— Text to read —
The latest motion to disqualify me raises again the same argument that I should disqualify myself because the identify of the Plaintiff (as a complainant) was disclosed to Chief Judge Rodgers. In addition, Plaintiff now alleges that I should also disqualify myself because I participated as a keynote speaker and as a panelist in an educational program held at the University of Florida.
As to the allegation that because Plaintiff's identity as a complainant was disclosed I should disqualify myself, I have addressed this issue and rejected it twice. There is nothing in the letter attached to the motion that requires disqualification or that changes my previous orders denying Plaintiff's motion to disqualify me.
As to Plaintiff's argument that I should recuse myself because I participated in an educational seminar conducted at the University of Florida, this is not a sufficient reason for a judge to recuse himself or herself nor is there a reasoned or sound legal argument to suggest that such activities support recusal.
As the brochures — attached to Plaintiff's motion — disclose, in 2013 I was the keynote speaker and a panelist in a conference held at the University of Florida Levin College of Law, which addressed electronic discovery issues for the small and medium cases. As evidenced in the attachments to Plaintiff's motion the Conference was underwritten by the International Center for Automated Research at the University of Florida Levin College of Law as part of its public mission. I was on the steering committee that organized the conference. The steering committee consisted of me, a retired Florida judge, two private attorneys and two experts in the technology of e-discovery. I served on a panel concerning the new rules on e-discovery and I gave the keynote speech at the luncheon on the issue of proportionality in conducting e-discovery.

— Written task —
Pick up the passage on the motion to disqualify the judge and continue it from its final sentence.

— Photo object-pointing records —
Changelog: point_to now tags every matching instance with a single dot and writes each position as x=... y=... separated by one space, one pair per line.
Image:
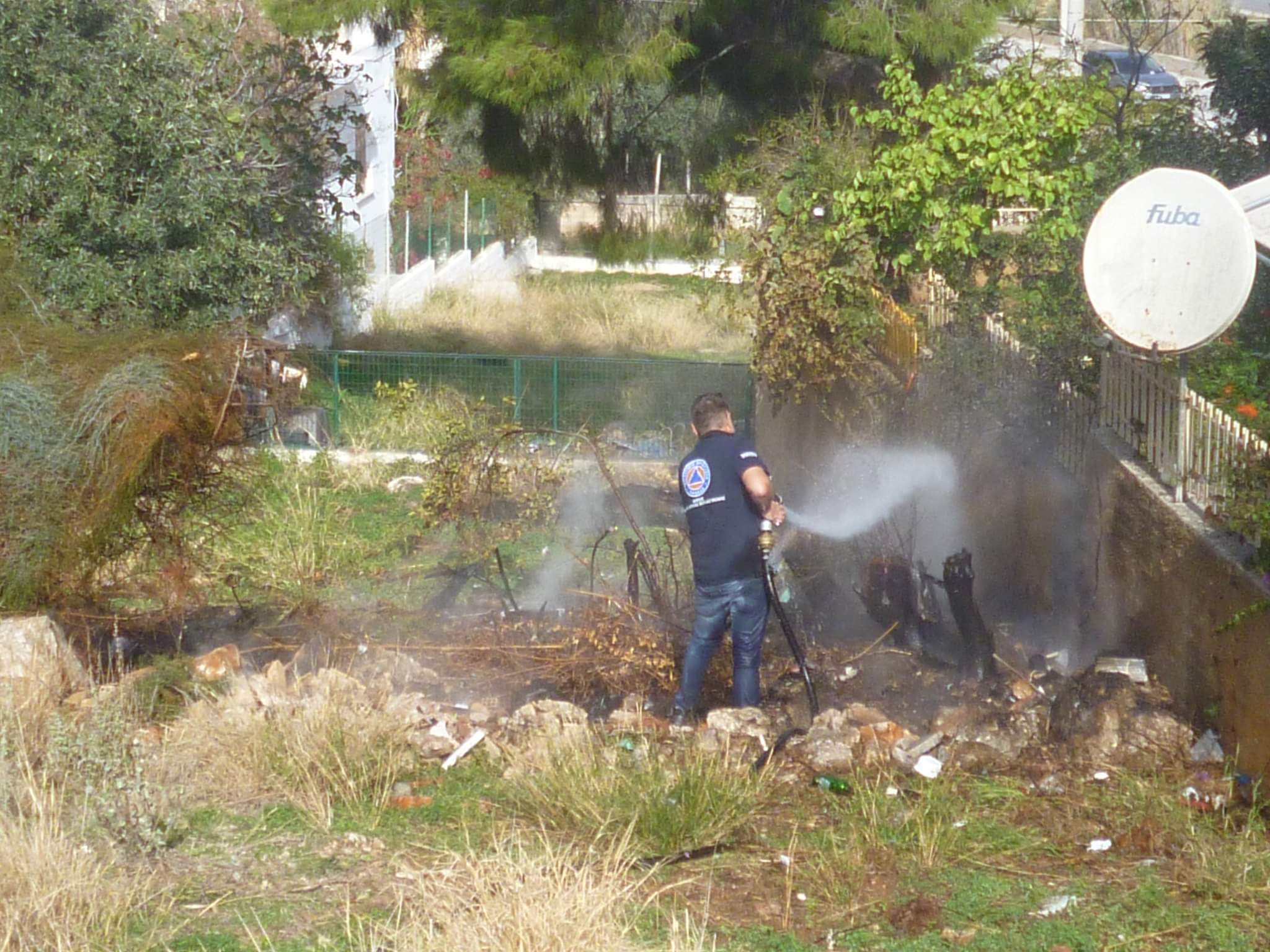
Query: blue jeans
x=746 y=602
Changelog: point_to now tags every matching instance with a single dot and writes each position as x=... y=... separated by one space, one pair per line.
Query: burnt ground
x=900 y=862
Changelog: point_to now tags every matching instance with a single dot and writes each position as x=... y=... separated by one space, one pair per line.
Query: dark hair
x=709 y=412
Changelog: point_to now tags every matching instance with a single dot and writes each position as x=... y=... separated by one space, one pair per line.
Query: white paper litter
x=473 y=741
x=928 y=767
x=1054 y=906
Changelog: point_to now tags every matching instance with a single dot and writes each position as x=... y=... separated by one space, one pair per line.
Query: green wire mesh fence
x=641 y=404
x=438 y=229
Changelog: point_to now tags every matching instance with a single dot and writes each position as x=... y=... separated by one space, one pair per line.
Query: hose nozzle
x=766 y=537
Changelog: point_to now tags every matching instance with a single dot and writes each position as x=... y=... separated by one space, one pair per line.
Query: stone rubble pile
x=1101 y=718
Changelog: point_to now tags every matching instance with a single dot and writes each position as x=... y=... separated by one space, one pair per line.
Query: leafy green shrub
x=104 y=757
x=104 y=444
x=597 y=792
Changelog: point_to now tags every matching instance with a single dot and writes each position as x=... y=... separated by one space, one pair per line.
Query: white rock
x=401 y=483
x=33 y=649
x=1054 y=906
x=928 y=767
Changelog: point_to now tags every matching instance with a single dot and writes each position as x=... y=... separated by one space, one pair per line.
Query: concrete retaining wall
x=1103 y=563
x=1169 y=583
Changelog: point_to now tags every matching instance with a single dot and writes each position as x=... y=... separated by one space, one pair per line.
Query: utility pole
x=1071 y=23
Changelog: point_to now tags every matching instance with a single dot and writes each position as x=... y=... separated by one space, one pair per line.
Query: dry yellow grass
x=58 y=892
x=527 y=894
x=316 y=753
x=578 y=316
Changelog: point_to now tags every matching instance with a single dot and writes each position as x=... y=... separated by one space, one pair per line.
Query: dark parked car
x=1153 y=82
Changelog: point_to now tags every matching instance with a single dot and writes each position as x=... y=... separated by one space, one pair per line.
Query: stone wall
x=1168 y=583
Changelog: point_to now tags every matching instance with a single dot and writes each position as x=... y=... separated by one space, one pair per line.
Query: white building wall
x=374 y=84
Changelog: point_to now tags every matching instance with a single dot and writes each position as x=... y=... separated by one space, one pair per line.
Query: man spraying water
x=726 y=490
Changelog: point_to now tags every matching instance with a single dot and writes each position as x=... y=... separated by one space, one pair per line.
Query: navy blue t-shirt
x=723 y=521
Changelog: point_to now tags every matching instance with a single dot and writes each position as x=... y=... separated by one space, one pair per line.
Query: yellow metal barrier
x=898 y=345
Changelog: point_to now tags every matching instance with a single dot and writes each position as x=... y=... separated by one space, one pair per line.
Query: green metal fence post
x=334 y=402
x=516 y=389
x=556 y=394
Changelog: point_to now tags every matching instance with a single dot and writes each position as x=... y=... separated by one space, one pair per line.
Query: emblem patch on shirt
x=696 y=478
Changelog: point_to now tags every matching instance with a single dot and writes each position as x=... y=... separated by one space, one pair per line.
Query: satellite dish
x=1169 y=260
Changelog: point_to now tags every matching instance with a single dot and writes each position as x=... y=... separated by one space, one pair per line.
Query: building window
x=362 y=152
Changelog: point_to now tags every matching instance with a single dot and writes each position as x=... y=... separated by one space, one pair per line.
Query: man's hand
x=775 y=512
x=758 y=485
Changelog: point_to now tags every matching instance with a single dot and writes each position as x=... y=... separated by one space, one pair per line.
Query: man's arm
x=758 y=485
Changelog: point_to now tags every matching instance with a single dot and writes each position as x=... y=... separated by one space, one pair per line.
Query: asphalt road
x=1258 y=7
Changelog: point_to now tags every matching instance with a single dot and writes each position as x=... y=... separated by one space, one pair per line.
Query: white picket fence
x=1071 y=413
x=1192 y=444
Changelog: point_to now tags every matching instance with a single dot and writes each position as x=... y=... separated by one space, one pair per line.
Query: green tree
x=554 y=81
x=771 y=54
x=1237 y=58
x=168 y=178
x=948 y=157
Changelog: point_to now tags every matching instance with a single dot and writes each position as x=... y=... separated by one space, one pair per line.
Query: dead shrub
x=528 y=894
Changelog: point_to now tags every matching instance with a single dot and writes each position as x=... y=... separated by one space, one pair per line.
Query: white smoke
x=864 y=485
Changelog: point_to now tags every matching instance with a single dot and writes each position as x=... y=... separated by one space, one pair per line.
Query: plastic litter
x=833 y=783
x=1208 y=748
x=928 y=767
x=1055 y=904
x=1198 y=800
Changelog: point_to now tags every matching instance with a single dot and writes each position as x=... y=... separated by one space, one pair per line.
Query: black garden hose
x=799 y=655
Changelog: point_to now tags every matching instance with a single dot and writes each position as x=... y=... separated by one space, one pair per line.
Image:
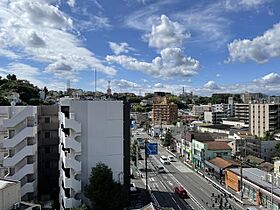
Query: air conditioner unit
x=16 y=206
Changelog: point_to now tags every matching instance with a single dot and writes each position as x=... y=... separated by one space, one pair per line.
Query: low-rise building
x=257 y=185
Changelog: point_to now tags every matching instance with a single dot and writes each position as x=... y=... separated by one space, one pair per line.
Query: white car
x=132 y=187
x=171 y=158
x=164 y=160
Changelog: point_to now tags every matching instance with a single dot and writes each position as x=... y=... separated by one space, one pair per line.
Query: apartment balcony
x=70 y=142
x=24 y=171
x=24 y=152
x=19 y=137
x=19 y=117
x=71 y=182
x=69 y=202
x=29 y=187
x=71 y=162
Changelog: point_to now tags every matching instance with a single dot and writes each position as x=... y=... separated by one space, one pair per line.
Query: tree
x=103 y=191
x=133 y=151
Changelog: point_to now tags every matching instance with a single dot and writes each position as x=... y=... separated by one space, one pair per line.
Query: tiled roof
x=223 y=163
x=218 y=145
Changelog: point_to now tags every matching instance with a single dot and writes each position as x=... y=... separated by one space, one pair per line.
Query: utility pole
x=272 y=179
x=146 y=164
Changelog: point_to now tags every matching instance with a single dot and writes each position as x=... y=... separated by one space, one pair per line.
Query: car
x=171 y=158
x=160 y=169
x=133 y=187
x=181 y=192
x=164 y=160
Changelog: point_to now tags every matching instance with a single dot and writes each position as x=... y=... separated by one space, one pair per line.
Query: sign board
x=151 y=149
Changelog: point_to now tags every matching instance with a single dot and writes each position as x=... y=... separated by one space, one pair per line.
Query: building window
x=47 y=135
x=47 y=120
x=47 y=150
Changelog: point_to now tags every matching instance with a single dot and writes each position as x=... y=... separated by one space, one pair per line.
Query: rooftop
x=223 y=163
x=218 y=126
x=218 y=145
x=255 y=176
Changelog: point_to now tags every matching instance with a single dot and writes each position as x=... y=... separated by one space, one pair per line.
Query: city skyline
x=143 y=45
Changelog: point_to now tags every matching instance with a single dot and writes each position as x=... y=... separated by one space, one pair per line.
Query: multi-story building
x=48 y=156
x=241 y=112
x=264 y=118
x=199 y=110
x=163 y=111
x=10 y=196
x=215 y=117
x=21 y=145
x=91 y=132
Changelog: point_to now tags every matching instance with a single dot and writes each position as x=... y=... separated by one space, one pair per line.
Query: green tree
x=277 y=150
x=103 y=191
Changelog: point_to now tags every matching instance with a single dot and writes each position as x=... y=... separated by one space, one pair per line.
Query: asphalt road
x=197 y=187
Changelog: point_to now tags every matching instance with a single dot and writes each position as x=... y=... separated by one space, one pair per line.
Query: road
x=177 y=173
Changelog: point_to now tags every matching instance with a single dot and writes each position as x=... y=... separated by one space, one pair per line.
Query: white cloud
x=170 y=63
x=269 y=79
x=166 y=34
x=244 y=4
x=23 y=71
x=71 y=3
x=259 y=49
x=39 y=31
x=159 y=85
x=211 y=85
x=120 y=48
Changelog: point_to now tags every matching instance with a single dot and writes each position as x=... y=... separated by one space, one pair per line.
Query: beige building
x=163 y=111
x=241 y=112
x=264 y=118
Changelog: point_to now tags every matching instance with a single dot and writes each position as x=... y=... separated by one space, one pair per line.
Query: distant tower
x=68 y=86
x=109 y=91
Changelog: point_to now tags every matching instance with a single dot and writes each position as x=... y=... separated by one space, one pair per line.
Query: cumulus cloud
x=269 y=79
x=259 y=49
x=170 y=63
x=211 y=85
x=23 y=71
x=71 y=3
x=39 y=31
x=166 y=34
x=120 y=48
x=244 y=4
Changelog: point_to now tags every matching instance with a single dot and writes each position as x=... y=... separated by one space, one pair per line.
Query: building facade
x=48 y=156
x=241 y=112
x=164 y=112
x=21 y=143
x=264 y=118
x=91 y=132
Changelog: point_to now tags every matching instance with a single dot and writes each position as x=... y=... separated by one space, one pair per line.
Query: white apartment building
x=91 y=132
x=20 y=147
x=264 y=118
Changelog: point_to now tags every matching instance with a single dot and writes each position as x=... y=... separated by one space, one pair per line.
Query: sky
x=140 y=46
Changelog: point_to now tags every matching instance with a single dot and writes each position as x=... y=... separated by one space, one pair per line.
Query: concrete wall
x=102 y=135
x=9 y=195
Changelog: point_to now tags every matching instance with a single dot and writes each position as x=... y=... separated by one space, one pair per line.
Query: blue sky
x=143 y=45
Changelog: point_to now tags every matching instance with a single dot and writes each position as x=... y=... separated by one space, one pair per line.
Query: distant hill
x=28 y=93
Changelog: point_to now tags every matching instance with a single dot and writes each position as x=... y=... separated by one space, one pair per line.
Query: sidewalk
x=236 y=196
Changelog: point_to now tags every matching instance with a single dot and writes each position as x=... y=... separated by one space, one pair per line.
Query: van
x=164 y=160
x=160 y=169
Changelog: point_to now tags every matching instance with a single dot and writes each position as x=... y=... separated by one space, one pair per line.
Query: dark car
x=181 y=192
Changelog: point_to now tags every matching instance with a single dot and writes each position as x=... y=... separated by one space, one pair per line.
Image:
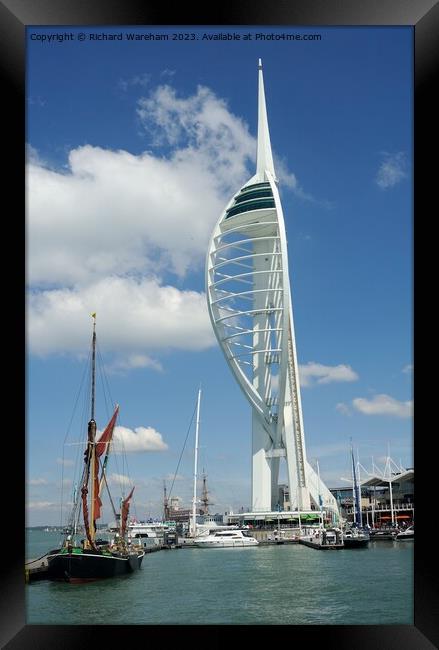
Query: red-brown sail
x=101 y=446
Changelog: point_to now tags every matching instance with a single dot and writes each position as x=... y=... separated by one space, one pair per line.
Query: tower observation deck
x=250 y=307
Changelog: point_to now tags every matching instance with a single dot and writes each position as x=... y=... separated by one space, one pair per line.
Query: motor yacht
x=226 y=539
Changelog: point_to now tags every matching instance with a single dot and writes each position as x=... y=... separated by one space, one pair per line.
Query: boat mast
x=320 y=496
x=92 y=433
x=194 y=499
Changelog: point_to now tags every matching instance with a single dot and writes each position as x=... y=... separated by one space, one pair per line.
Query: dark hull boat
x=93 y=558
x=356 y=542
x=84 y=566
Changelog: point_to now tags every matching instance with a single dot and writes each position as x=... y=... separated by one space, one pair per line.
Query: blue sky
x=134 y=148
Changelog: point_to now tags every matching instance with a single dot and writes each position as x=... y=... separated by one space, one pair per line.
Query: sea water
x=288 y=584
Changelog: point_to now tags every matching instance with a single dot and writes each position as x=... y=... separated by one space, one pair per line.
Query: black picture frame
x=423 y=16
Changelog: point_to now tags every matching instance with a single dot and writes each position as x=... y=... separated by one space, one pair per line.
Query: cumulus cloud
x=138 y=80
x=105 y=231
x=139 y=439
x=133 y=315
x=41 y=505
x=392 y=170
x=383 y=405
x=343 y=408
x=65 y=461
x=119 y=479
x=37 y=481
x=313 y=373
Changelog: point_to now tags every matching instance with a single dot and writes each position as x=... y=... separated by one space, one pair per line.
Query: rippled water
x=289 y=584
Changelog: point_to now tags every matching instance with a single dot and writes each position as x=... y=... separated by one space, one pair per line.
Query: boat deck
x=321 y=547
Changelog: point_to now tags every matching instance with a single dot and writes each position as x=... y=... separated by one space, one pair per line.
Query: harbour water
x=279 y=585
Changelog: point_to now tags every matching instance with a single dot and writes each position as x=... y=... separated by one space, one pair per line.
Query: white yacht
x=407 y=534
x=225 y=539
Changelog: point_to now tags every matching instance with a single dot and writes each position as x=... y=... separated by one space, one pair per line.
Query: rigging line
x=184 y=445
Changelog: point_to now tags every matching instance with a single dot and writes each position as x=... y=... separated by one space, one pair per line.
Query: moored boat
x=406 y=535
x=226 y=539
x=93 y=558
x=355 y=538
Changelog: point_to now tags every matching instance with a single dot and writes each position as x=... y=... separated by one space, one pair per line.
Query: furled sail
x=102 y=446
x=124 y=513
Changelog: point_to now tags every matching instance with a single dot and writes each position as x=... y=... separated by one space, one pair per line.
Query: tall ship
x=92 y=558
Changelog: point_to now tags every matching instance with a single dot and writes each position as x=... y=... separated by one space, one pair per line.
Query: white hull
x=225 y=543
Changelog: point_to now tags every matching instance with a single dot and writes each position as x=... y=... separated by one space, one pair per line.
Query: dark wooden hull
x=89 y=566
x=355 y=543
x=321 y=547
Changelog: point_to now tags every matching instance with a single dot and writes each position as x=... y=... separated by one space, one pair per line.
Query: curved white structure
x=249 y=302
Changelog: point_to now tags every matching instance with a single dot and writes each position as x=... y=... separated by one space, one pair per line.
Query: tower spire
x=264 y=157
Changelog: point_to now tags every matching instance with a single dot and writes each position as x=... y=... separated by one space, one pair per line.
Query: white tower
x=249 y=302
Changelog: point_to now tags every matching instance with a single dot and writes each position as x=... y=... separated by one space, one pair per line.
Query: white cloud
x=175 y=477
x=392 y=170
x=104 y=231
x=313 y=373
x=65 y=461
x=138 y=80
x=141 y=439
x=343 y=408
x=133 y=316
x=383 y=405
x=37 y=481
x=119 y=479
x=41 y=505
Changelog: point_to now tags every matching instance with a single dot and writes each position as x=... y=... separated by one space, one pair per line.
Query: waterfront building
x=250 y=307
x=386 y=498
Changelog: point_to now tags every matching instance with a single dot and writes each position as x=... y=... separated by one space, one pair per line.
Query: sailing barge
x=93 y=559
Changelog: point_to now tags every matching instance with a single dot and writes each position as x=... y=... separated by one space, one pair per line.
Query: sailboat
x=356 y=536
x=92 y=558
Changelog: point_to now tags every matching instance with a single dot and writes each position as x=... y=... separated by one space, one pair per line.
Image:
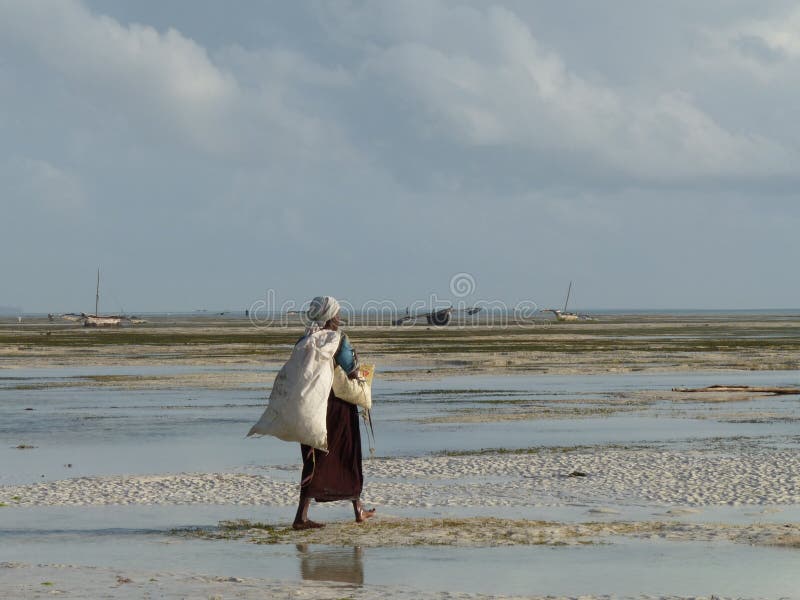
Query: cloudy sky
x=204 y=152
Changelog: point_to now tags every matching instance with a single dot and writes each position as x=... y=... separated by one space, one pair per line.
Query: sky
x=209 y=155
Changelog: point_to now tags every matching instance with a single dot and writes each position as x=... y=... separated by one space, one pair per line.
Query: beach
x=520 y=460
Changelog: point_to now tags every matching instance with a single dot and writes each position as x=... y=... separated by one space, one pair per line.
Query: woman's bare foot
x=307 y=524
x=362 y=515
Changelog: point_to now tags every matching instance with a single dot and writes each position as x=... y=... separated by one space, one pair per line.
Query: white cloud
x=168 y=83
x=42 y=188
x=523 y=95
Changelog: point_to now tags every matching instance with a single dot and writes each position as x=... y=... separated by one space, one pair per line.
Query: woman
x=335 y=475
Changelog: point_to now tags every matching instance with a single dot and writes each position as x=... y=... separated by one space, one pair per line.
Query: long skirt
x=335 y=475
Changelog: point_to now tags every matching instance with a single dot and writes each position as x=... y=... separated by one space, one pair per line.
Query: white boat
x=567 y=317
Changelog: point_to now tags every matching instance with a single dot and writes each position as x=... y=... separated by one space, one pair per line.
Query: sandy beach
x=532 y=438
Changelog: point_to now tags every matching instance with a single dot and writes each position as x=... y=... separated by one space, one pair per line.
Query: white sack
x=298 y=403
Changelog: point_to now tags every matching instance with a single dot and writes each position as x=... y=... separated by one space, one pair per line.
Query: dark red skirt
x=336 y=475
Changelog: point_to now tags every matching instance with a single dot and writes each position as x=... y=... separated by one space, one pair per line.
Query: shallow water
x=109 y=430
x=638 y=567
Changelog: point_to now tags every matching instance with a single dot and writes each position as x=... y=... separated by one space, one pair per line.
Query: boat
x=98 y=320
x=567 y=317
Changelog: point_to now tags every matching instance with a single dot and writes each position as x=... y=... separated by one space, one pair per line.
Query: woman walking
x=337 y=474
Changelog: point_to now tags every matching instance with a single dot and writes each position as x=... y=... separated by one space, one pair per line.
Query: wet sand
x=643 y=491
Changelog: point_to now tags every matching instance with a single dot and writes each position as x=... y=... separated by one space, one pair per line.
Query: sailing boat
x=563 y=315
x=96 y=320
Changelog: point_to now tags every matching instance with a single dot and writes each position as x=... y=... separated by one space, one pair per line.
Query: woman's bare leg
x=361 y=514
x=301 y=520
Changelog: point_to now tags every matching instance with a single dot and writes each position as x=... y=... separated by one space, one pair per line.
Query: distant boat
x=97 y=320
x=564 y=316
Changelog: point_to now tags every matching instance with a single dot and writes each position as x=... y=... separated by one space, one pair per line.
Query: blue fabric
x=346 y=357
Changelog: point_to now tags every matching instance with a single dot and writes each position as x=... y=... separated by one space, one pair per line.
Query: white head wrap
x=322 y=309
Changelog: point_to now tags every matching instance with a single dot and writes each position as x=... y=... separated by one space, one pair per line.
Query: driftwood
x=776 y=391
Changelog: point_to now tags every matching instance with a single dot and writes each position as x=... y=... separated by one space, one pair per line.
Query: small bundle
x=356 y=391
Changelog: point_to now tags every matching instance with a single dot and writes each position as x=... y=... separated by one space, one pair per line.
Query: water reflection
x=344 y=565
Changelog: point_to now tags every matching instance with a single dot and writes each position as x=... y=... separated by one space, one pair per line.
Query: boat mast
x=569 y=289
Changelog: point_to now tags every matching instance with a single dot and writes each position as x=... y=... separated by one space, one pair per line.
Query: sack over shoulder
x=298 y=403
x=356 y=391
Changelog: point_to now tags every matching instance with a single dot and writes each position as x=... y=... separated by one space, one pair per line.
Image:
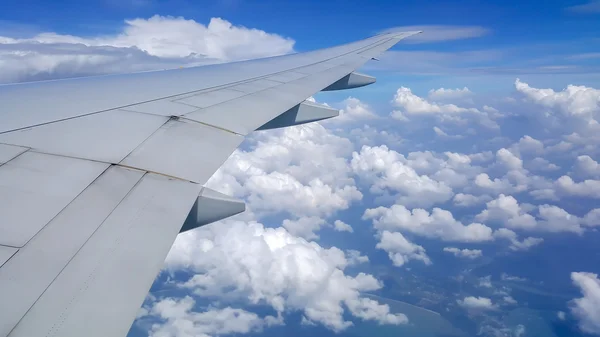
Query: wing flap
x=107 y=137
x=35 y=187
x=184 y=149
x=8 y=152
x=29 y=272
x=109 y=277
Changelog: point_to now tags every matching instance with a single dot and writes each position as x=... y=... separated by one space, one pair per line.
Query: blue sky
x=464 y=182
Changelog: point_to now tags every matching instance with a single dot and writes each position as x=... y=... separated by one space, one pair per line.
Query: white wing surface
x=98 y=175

— Reply —
Further, as disclosed in the attachments to Plaintiff's motion, I served on the steering committee again in 2014 for the e-discovery conference at the University of Florida Levin College of Law, this time participating as a panelist with a lawyer and a technology expert discussing the use of software to locate electronically stored documents and using the software to assist counsel in developing a theme to a case.
According to Plaintiff, my participation in these educational conferences violates Canon 2 of the Code of Conduct for United State Judges because my participation in the educational conferences creates an appearance of impropriety. While Plaintiff points to the fact that the Conference was held at the University of Florida Levin College of Law and the fact that the brochure of the presenters lists Dean Jerry as one of the presenters, Plaintiff fails to mention that the website materials do not include Dean Jerry as a panelist at either the 2013 or the 2014 Conference and only list him as a "presenter" during the introduction at the 2013 Conference. Dean Jerry is not included as a panelist or on the agenda for the 2014 Conference because the materials disclose that he did not participate in any way.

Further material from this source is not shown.